[Text excerpt]
Child 1 has just booked her gap year trip. She and a friend fly off to India at the end of March, from there they fly to Hanoi and have 12 weeks to work their way through Vietnam, Cambodia, Thailand and Malaysia to Singapore before they hop over to Bali then finish up in Australia. They don't have a specific return date but do have to be home to start their next exciting chapter at University. I am so very proud, she has worked full time since finishing her A levels and has already saved enough to pay for her flights.
Although, I have known about roots and wings it is now that I am really appreciating the importance of both. However, what I am now poignantly aware of is that without roots our children can't really develop wings.Roots are so important, for all children. A safe, secure place where they can try new things, knowing that no matter what happens there is someone in the background to support and help them. So far, child one knows her roots and has found her wings. 2 and 3 are still learning about roots but, they know we are here for them, they are just beginning to try new things and looking for their place in the world and this can be tricky from a parenting view. But, therapeutic parenting is something that is built into developing roots. Unconditional love, gentle giving of praise, natural consequences. All these help our children to flourish and thrive. My birth childen of course have an advantage, they have only ever known our desire to give them roots enabling them to try and fly, knowing that we are there to help them when life goes wrong. Child 4 comes from a different place and we have to help him recognise where his safe roots are and that they actually exist. This is often difficult but also so very rewarding. With Christmas in the air, he is finding the change in routines and the building excitement overwhelming. He is clingy, demanding, quick to anger and just as quick to tears. But, he is learning to articulate his feelings. In between throwing his dinner at his sister, pulling chairs over and slamming doors he has told me, well screamed at me that he is angry and I am making it worse and in the midst of a "tantrum" he has sought out my lap as a means of regulating his rage, calming down almost as quick as losing his temper. It is these moments that give me hope, he knows that he is safe at home with us, he even very occasionally will just find me for a cuddle and will quietly say sorry for calling me a bum hole.
We have to work on the roots first, making sure that they are strong and stable, that they can withstand the ups and downs of life, before our children can attempt to fly, it's just sometimes so damn hard working on the roots.

[Your objective]
Rewrite the parenting piece between "We have to work" and "on the roots.", inclusive, replacing "stable" with "steady". The rows that follow have no connection to the text.

[Given information]
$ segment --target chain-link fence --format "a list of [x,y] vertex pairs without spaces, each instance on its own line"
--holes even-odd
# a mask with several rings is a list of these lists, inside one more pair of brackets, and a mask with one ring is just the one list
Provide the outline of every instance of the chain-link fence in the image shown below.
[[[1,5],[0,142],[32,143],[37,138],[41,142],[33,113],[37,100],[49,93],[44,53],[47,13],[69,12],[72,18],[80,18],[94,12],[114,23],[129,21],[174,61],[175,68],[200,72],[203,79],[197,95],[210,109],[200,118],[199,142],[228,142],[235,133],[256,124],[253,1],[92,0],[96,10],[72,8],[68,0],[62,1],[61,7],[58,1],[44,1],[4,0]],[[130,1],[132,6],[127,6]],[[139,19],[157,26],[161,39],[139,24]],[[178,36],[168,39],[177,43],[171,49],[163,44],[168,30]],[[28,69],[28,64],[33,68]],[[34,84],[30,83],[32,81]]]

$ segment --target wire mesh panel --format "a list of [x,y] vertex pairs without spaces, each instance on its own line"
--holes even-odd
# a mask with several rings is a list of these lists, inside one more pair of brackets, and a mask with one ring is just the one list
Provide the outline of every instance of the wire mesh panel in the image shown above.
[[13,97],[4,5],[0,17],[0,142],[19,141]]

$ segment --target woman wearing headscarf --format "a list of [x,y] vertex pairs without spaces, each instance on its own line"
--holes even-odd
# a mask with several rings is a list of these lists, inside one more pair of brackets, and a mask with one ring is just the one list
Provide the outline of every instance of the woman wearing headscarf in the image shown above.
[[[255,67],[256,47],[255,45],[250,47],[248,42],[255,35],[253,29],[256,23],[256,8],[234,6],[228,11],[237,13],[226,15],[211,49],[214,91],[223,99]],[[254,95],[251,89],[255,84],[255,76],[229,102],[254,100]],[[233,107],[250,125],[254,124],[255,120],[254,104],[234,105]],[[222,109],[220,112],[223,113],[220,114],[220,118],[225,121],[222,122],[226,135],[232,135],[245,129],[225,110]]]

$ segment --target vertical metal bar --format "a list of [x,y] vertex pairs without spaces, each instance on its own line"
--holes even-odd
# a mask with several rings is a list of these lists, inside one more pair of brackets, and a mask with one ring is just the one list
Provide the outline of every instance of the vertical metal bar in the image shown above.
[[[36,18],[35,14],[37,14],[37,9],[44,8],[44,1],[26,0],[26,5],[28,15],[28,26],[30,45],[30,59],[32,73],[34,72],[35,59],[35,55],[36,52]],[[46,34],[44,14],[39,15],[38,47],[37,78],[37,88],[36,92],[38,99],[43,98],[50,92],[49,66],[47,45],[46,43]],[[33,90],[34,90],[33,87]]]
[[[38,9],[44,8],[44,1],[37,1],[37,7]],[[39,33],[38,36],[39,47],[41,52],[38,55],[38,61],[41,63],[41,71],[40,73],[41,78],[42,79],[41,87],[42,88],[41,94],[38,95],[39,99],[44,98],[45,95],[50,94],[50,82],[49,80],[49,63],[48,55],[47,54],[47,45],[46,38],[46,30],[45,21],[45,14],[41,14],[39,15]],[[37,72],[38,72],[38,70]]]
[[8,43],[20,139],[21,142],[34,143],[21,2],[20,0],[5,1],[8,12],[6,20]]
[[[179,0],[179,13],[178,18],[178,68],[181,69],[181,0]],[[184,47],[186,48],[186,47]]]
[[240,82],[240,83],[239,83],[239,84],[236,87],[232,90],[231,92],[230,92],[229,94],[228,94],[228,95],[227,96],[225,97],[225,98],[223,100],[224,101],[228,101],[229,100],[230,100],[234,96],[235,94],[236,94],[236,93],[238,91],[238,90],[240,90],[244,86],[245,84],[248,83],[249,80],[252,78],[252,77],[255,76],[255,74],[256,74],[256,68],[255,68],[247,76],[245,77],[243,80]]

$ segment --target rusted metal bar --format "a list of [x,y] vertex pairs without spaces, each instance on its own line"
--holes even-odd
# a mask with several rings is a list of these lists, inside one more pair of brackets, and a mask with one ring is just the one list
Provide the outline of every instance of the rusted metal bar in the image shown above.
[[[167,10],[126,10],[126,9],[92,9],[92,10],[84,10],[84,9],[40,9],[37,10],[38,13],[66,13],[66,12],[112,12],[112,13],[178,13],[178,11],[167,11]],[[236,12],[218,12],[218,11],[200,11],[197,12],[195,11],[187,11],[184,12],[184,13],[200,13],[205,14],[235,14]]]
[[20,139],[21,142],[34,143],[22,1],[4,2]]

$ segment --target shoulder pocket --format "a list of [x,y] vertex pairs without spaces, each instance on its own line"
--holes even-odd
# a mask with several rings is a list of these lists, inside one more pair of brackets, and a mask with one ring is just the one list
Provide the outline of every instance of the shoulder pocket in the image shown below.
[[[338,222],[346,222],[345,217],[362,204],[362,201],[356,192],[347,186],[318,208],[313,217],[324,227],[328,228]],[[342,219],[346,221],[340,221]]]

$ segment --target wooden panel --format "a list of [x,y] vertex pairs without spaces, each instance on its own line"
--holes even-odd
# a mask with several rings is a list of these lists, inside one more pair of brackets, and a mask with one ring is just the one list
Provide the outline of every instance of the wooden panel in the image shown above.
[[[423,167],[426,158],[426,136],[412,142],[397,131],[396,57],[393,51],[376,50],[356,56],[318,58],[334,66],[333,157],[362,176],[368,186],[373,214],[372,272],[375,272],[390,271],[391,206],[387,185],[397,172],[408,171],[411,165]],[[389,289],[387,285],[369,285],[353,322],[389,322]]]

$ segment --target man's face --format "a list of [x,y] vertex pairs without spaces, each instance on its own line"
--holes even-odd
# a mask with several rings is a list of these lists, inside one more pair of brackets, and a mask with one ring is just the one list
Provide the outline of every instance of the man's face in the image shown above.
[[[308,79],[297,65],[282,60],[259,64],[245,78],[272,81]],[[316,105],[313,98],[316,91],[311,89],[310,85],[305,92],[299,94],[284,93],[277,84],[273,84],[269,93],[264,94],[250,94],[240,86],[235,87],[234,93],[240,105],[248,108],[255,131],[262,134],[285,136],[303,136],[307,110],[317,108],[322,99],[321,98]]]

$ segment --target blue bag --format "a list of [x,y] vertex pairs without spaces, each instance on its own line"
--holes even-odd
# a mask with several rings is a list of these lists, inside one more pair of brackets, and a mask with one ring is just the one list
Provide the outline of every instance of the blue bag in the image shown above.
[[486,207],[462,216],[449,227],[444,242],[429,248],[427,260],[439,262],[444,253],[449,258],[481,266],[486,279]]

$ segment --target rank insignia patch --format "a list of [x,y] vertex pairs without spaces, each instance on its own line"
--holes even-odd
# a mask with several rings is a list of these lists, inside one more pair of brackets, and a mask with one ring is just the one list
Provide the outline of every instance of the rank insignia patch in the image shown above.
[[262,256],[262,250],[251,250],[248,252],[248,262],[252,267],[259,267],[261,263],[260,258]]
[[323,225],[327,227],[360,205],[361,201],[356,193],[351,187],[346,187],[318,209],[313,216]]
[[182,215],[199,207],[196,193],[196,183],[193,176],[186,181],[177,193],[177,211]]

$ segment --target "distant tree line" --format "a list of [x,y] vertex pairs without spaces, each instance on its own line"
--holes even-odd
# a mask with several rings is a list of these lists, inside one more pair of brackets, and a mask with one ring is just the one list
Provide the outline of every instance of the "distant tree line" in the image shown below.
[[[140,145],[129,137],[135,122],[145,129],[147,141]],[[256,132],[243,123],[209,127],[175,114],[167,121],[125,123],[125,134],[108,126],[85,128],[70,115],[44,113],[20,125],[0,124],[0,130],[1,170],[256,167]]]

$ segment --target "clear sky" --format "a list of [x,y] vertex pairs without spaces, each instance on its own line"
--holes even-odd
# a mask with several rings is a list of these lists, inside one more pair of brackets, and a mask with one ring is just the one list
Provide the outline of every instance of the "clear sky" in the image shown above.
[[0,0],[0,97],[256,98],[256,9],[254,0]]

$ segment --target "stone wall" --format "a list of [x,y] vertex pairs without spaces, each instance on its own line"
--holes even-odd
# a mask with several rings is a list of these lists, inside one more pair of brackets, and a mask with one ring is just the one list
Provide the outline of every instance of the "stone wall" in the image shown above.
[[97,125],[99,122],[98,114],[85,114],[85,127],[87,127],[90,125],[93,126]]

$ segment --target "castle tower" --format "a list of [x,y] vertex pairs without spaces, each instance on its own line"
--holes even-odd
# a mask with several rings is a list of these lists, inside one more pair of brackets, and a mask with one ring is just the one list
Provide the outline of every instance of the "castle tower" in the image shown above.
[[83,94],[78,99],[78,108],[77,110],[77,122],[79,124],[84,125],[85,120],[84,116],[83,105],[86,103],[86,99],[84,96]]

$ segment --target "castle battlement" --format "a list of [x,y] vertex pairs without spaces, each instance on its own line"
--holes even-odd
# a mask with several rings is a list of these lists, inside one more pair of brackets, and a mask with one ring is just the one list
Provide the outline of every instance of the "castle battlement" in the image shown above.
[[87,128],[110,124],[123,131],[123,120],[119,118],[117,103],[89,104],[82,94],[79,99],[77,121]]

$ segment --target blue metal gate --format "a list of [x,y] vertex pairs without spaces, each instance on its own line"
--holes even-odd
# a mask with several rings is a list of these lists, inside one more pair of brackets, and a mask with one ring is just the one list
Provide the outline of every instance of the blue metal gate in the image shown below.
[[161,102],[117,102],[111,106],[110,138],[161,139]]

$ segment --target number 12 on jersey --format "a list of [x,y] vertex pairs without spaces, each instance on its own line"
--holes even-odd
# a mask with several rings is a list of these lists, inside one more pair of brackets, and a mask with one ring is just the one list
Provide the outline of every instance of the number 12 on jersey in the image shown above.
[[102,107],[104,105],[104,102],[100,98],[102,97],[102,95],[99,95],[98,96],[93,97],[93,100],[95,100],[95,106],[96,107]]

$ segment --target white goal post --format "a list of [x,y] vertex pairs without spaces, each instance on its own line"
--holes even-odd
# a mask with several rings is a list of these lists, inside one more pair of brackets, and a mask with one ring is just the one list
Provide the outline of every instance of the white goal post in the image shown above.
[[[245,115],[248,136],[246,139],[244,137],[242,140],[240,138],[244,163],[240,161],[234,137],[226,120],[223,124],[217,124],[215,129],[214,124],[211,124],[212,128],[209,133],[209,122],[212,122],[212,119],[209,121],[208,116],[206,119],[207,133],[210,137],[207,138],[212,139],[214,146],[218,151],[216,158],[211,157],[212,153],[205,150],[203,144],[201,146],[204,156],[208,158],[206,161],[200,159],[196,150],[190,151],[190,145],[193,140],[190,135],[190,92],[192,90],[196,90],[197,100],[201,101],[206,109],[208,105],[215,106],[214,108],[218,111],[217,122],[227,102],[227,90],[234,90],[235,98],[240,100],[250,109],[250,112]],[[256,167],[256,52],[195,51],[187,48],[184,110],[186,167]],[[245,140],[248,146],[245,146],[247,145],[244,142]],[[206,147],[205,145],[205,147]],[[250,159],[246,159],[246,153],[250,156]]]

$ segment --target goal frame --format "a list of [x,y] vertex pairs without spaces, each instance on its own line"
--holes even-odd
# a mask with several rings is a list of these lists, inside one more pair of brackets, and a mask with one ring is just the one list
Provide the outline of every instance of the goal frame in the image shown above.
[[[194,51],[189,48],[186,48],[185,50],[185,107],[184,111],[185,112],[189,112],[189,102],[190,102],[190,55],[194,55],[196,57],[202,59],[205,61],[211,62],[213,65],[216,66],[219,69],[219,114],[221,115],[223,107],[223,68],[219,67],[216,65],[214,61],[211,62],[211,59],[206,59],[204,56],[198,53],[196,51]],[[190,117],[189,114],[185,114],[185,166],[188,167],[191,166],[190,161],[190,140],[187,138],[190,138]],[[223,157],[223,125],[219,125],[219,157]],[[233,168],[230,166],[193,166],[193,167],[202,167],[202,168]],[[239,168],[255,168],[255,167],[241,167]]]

[Result]
We have to work on the roots first, making sure that they are strong and steady, that they can withstand the ups and downs of life, before our children can attempt to fly, it's just sometimes so damn hard working on the roots.